__Scopo dell'esercizio__:
Per favore, riscrivi il brano da "Credo francamente che" fino a "di tale efferatezza." compreso, sostituendo "revisionismo" con "negazionismo".

Chi scrive, bolognese di nascita e di “vita quotidiana”, ha riflettuto molto sull’opportunità o meno di scrivere un contributo su quanto accaduto il due agosto 1980 alla Stazione Centrale di Bologna.
Chiunque all’epoca dei fatti fosse solo un bambino, come il sottoscritto, corre infatti l’insostenibile rischio di sminuire o banalizzare l’enormità di quanto è stato perpetrato a danno di persone inermi, dell’impatto psicologico causato ad una intera generazione già duramente provata da un periodo storico tragico e da cui stava faticosamente uscendo.
Credo francamente che per quelli della mia generazione, e di quelle successive, sia più serio, rispettoso e responsabile prodigarsi nell’impegno attivo a tenere vivo il ricordo di quella strage voluta da un piano eversivo neofascista, a difenderne la memoria da qualsiasi tentativo di revisionismo, continuando a pretendere la completa verità (processuale e storica), preservando le testimonianze dirette di chi, suo malgrado, è stato vittima e testimone diretto di tale efferatezza.
Non del due agosto 1980 in sè, quindi, si vuole qui riflettere, ma di quanto questo evento o, meglio ancora, le reazioni collettive che ne seguirono, possano, anzi debbano guidarci in questo due agosto del 2021.

Dati di espressioni referenziali basate su foto:
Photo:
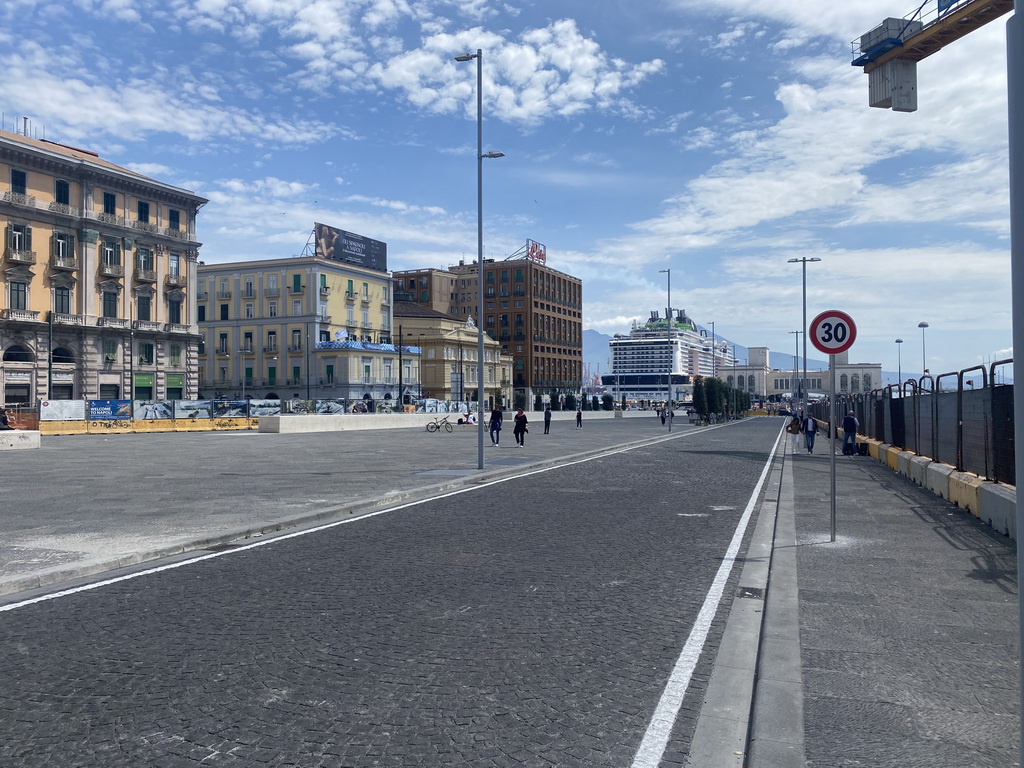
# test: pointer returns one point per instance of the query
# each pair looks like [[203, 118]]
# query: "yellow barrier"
[[124, 426]]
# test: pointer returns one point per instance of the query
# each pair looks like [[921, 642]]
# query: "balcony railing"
[[20, 314], [69, 320], [19, 199], [113, 322], [17, 256]]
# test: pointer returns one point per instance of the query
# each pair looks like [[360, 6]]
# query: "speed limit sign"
[[833, 332]]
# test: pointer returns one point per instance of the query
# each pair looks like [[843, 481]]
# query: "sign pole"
[[833, 333], [832, 436]]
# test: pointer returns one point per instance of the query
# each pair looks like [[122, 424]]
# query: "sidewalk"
[[907, 641]]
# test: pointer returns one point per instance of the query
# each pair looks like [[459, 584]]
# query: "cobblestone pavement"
[[527, 622]]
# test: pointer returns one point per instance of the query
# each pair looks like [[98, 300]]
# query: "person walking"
[[850, 426], [496, 425], [795, 429], [810, 430], [519, 429]]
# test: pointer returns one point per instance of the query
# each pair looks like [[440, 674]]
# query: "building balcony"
[[68, 320], [113, 323], [18, 256], [19, 199], [111, 218], [19, 314]]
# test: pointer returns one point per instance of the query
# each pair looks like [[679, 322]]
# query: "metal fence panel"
[[975, 431], [946, 428]]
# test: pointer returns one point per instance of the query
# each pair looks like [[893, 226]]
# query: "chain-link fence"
[[964, 419]]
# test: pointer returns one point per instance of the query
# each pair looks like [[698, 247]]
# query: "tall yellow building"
[[94, 284], [307, 328]]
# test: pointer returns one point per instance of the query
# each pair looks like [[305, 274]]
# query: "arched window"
[[15, 353]]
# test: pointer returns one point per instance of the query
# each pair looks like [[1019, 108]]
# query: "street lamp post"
[[479, 231], [796, 359], [803, 372], [924, 363], [668, 328], [899, 363]]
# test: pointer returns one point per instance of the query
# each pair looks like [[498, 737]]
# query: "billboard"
[[348, 247]]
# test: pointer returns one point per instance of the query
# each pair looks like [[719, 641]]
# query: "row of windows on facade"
[[271, 289], [61, 196], [249, 312], [145, 353], [62, 247], [846, 383], [17, 298]]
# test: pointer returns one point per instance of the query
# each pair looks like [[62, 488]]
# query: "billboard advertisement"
[[350, 248]]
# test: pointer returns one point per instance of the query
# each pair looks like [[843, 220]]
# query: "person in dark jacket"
[[519, 430], [850, 425], [495, 424]]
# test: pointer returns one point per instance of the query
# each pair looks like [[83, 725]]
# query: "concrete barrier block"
[[937, 478], [998, 507], [17, 439], [918, 469], [964, 491], [903, 462], [889, 456]]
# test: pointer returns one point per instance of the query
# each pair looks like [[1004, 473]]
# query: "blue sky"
[[718, 138]]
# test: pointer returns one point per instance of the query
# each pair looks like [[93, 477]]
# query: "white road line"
[[326, 526], [651, 749]]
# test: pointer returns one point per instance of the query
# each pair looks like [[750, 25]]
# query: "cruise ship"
[[663, 353]]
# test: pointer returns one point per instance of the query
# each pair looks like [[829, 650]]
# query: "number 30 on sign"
[[833, 332]]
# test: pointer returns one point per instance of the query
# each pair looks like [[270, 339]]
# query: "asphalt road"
[[529, 620]]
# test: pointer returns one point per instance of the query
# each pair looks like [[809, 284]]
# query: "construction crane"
[[890, 52]]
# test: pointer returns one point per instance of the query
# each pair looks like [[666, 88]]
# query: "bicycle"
[[437, 423]]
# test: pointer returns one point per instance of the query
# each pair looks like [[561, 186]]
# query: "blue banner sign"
[[110, 410]]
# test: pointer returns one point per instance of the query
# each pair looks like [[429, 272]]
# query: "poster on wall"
[[61, 411], [192, 409], [348, 247]]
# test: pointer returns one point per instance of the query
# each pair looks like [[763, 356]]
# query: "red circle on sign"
[[833, 332]]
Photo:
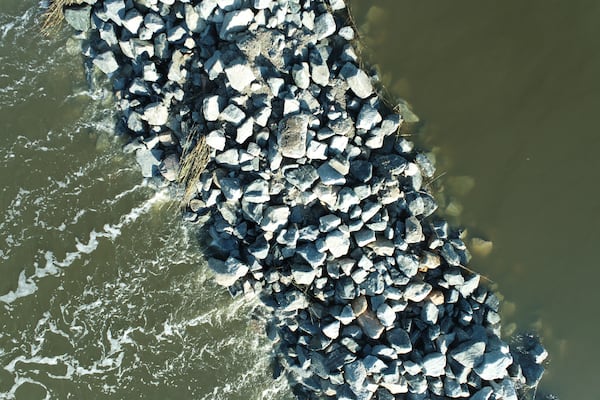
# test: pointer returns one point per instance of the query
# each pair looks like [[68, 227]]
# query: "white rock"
[[240, 76]]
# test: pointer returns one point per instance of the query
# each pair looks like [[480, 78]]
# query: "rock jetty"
[[311, 199]]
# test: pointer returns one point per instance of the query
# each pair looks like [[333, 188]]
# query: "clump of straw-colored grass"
[[194, 159], [54, 16]]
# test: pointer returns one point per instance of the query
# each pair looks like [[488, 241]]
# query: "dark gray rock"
[[291, 136], [358, 80], [78, 17], [399, 340]]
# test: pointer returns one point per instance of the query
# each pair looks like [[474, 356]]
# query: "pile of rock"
[[314, 202]]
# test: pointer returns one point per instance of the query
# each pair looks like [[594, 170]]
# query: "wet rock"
[[493, 365], [417, 291], [434, 364], [399, 340], [239, 75], [275, 218], [78, 17], [324, 26], [370, 324], [235, 21], [358, 80], [106, 62], [156, 114], [291, 136]]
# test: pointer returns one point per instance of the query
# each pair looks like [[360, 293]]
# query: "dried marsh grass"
[[194, 159]]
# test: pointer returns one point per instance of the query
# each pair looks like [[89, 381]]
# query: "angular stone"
[[370, 324], [358, 80], [257, 191], [434, 364], [149, 161], [302, 177], [368, 117], [386, 315], [106, 62], [330, 176], [413, 230], [235, 21], [78, 17], [304, 275], [468, 353], [493, 366], [338, 243], [417, 291], [291, 136], [332, 330], [275, 218], [399, 340], [156, 114], [301, 75], [240, 76], [227, 272], [216, 139], [311, 255], [324, 26]]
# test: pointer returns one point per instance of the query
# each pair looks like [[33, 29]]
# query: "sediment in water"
[[311, 199]]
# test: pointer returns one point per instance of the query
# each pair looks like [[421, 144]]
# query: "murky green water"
[[102, 290], [510, 92]]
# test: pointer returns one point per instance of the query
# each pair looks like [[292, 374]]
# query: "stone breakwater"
[[311, 199]]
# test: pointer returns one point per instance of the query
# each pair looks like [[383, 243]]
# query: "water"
[[103, 293], [509, 92]]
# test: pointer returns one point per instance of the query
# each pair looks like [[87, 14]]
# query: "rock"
[[291, 136], [330, 176], [106, 62], [231, 188], [386, 315], [302, 177], [275, 218], [233, 114], [301, 75], [364, 237], [483, 394], [469, 353], [133, 20], [304, 275], [399, 340], [368, 117], [257, 191], [493, 366], [235, 21], [311, 255], [338, 243], [239, 75], [324, 26], [149, 160], [429, 313], [361, 170], [228, 158], [413, 230], [370, 324], [417, 291], [358, 80], [156, 114], [115, 10], [169, 167], [78, 17], [227, 272], [216, 139], [332, 330], [434, 364]]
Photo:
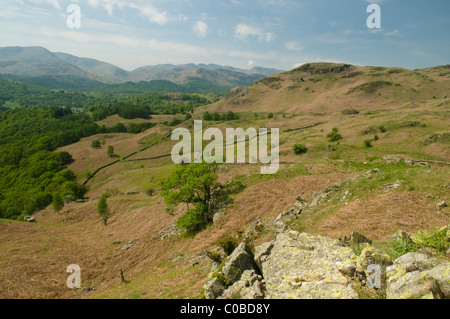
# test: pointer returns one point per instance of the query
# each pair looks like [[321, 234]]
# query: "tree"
[[103, 209], [96, 144], [300, 149], [334, 136], [194, 184], [110, 151], [58, 202]]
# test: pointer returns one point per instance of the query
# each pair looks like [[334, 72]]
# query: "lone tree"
[[110, 151], [194, 184], [334, 136], [103, 209], [58, 202], [96, 144]]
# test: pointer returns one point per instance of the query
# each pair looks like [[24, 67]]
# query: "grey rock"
[[248, 287], [213, 289], [442, 275], [29, 219], [413, 276], [240, 260], [301, 266], [441, 205]]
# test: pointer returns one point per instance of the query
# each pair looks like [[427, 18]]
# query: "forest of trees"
[[143, 106], [35, 121], [31, 173]]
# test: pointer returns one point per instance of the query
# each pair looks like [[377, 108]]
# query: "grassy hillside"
[[403, 114]]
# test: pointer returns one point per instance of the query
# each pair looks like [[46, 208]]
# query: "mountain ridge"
[[36, 62]]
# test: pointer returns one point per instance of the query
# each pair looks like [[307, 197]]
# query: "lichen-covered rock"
[[372, 256], [262, 252], [240, 260], [414, 276], [213, 288], [250, 286], [414, 285], [442, 275], [301, 266]]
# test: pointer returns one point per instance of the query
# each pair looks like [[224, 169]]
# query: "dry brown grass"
[[378, 217]]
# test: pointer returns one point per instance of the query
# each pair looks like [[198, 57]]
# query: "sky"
[[281, 34]]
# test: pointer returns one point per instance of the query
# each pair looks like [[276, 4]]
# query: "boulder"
[[418, 276], [240, 260], [29, 219], [250, 286], [213, 288], [300, 266], [442, 275]]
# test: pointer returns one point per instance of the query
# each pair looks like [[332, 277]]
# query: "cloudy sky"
[[242, 33]]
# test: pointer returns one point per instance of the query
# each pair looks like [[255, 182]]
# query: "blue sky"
[[242, 33]]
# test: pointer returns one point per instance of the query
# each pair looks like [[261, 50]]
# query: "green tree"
[[96, 144], [334, 136], [58, 202], [110, 151], [300, 149], [103, 209], [194, 184]]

__Risultato__:
Credo francamente che per quelli della mia generazione, e di quelle successive, sia più serio, rispettoso e responsabile prodigarsi nell’impegno attivo a tenere vivo il ricordo di quella strage voluta da un piano eversivo neofascista, a difenderne la memoria da qualsiasi tentativo di negazionismo, continuando a pretendere la completa verità (processuale e storica), preservando le testimonianze dirette di chi, suo malgrado, è stato vittima e testimone diretto di tale efferatezza.